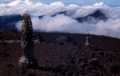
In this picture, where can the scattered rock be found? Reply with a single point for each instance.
(94, 61)
(115, 69)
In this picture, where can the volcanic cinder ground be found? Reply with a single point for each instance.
(61, 54)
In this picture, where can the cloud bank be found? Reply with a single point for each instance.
(66, 22)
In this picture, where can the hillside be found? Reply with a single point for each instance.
(62, 54)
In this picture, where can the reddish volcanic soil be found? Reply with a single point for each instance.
(59, 56)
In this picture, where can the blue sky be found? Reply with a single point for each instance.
(78, 2)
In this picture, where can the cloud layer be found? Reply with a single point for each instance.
(66, 22)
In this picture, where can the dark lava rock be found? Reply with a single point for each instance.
(94, 61)
(115, 69)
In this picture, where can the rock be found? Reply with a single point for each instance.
(115, 69)
(94, 61)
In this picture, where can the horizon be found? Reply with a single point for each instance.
(113, 3)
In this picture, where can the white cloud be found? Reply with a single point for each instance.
(63, 23)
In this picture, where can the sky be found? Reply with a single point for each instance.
(78, 2)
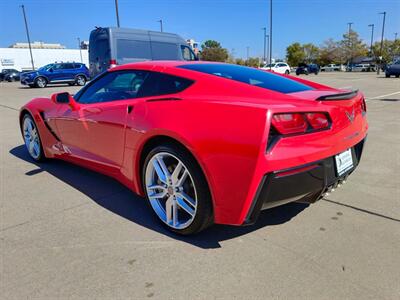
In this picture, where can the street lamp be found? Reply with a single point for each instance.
(270, 34)
(383, 32)
(372, 35)
(27, 35)
(161, 29)
(80, 48)
(116, 12)
(350, 44)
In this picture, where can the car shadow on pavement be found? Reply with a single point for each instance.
(118, 199)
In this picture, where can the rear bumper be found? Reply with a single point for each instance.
(306, 183)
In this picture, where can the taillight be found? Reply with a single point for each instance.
(113, 63)
(317, 120)
(294, 123)
(289, 123)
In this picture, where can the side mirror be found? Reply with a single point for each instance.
(65, 98)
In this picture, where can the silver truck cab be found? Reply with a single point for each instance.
(112, 46)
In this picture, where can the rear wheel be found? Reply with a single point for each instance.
(177, 190)
(40, 82)
(32, 138)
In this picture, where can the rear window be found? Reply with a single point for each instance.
(252, 76)
(164, 51)
(133, 50)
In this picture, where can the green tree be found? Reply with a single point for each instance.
(295, 54)
(212, 51)
(311, 52)
(390, 50)
(353, 46)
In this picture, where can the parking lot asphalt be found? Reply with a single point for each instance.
(66, 232)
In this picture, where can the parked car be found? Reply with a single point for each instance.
(12, 76)
(362, 68)
(393, 69)
(71, 73)
(330, 68)
(112, 46)
(307, 69)
(170, 132)
(281, 68)
(5, 72)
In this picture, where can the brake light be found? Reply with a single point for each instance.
(113, 63)
(289, 123)
(295, 123)
(317, 120)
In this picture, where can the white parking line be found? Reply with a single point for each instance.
(382, 96)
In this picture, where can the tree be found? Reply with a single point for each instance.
(390, 50)
(353, 46)
(311, 52)
(212, 51)
(295, 54)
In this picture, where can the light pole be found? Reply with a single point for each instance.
(372, 36)
(265, 44)
(161, 29)
(350, 44)
(116, 12)
(383, 32)
(80, 48)
(27, 35)
(270, 34)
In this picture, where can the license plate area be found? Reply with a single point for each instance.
(344, 162)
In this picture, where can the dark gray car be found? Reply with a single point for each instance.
(393, 69)
(116, 46)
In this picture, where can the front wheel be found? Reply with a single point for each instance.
(80, 80)
(177, 189)
(32, 138)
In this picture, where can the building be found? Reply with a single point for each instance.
(37, 45)
(20, 59)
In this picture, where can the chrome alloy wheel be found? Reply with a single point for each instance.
(171, 190)
(31, 138)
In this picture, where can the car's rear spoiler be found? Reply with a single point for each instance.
(339, 96)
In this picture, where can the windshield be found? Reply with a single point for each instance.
(46, 67)
(251, 76)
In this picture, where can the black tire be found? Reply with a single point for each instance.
(80, 80)
(40, 82)
(204, 212)
(42, 156)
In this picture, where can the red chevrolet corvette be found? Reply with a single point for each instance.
(204, 142)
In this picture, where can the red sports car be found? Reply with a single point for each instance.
(204, 142)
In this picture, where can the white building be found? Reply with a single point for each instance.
(20, 59)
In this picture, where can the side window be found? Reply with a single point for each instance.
(187, 53)
(130, 50)
(163, 84)
(113, 86)
(67, 66)
(164, 51)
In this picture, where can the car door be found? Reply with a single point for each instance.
(96, 131)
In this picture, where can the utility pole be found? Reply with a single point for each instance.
(265, 44)
(27, 35)
(270, 34)
(160, 25)
(383, 32)
(372, 36)
(80, 49)
(116, 12)
(350, 44)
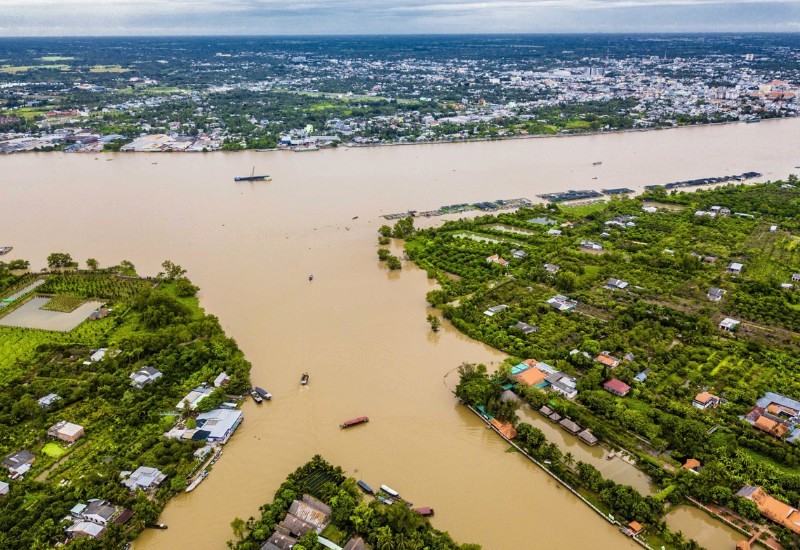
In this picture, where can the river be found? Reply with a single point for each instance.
(359, 330)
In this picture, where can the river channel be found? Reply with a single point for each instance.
(359, 330)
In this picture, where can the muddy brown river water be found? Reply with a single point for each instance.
(358, 330)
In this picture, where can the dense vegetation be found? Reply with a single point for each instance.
(152, 325)
(663, 319)
(381, 526)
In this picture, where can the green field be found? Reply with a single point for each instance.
(54, 450)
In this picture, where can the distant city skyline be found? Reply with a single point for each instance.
(333, 17)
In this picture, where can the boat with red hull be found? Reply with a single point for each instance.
(354, 422)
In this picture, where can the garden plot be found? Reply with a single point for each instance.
(31, 315)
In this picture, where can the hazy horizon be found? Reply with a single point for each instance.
(105, 18)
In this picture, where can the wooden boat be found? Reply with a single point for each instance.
(264, 394)
(366, 488)
(354, 422)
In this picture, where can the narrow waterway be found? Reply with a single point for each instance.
(359, 330)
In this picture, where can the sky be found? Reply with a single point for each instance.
(329, 17)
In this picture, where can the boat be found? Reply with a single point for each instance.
(264, 394)
(252, 177)
(197, 481)
(354, 422)
(366, 488)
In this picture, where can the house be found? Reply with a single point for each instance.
(504, 428)
(704, 400)
(634, 528)
(19, 463)
(526, 328)
(772, 508)
(616, 284)
(617, 387)
(143, 477)
(693, 465)
(217, 426)
(144, 376)
(588, 437)
(48, 400)
(193, 398)
(495, 259)
(642, 376)
(735, 268)
(66, 431)
(570, 426)
(608, 360)
(591, 245)
(98, 355)
(313, 511)
(101, 313)
(715, 294)
(728, 324)
(562, 303)
(222, 380)
(491, 311)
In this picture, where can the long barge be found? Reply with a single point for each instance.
(354, 422)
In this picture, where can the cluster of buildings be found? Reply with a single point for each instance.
(306, 515)
(539, 374)
(777, 415)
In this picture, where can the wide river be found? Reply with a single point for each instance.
(357, 329)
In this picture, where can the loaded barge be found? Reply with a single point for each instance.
(354, 422)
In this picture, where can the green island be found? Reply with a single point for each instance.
(664, 328)
(92, 365)
(318, 507)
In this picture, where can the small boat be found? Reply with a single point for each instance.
(199, 479)
(354, 422)
(252, 177)
(264, 394)
(366, 488)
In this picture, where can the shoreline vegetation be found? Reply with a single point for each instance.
(342, 518)
(112, 383)
(619, 324)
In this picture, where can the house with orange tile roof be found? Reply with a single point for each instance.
(704, 400)
(693, 465)
(607, 359)
(772, 508)
(505, 428)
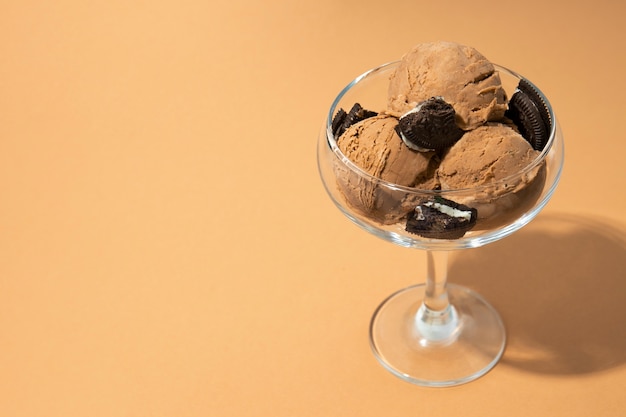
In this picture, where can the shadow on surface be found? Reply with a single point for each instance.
(560, 287)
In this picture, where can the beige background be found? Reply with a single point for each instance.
(167, 248)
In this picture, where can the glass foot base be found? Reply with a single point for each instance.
(471, 350)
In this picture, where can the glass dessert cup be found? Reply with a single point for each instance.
(435, 333)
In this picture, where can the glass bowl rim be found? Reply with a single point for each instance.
(511, 179)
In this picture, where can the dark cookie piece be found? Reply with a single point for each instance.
(343, 120)
(429, 126)
(440, 218)
(530, 114)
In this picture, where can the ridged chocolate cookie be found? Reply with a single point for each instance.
(440, 218)
(430, 126)
(342, 120)
(529, 112)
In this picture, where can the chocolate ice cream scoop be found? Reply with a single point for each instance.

◇ ◇ ◇ ◇

» WRITTEN EXERCISE
Put the items, starting at the line that contains "In this picture, where can the glass bowl" and ending at the last line of the items, into a JSON list of strings. Use one string per line and leave out blank lines.

» THE ANSWER
[
  "In this picture, where can the glass bowl rim be found? Reply with a single point for each instance.",
  "(511, 179)",
  "In this picture, where can the dark cookie piece be found? Reply with a single point for each instance.",
  "(343, 120)",
  "(429, 126)",
  "(440, 218)",
  "(530, 114)",
  "In this picture, where can the ridged chocolate cookie be found? Reply with a single point for each instance.",
  "(440, 218)",
  "(430, 126)",
  "(342, 120)",
  "(529, 112)",
  "In this picture, where can the chocolate ice cream scoop be found? Reply with a single point for each instance."
]